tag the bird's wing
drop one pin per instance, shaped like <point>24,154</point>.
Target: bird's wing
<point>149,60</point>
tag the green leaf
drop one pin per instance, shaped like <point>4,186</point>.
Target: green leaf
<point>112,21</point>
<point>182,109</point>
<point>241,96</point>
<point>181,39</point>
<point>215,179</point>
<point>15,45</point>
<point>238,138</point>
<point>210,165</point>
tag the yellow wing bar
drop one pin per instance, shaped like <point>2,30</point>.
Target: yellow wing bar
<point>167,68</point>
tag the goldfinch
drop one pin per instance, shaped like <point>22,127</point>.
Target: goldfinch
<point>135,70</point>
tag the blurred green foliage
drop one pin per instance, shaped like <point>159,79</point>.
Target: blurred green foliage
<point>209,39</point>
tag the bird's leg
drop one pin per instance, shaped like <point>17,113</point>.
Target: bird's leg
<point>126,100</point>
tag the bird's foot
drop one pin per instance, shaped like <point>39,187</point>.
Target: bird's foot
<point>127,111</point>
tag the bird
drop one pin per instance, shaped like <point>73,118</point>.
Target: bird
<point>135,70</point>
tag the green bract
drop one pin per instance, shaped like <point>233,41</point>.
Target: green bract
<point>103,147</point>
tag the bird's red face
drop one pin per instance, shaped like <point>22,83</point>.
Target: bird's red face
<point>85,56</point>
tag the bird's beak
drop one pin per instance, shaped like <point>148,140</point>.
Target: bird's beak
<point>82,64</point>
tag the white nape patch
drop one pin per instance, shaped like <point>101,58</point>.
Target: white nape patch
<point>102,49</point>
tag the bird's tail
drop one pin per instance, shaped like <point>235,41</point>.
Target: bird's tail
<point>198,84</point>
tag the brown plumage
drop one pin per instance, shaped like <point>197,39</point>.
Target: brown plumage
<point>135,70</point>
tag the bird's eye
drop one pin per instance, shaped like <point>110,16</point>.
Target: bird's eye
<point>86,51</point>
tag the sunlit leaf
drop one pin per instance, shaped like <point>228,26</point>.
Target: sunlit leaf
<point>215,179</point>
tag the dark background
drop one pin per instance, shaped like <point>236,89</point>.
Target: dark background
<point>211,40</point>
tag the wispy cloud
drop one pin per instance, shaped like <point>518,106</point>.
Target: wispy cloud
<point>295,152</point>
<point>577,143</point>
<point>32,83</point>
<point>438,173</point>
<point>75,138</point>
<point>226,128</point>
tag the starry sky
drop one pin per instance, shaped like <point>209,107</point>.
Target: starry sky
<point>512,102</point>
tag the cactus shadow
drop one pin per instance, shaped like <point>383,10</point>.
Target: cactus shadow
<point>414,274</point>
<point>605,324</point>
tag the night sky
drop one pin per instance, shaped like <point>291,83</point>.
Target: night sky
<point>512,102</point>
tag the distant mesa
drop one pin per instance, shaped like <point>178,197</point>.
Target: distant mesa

- What the task asks
Give again exactly, and only, the lines above starting at the one with "Target: bird's wing" and ending at the one with "drop one pin per instance, shaped like <point>17,113</point>.".

- Solution to this task
Target: bird's wing
<point>149,60</point>
tag the green leaf
drop one pin per instance, shaped like <point>4,186</point>.
Target: green leaf
<point>112,21</point>
<point>182,109</point>
<point>241,96</point>
<point>181,39</point>
<point>215,179</point>
<point>15,45</point>
<point>238,138</point>
<point>210,165</point>
tag the yellow wing bar
drop one pin per instance, shaped like <point>2,30</point>.
Target: yellow wing bar
<point>167,68</point>
tag the goldfinch
drop one pin per instance, shaped like <point>22,127</point>.
Target: goldfinch
<point>135,70</point>
tag the blurred green foliage
drop one pin per instance, shaped like <point>159,79</point>.
Target: blurred green foliage
<point>209,39</point>
tag the bird's leg
drop one pin per instance, shaped like <point>17,113</point>.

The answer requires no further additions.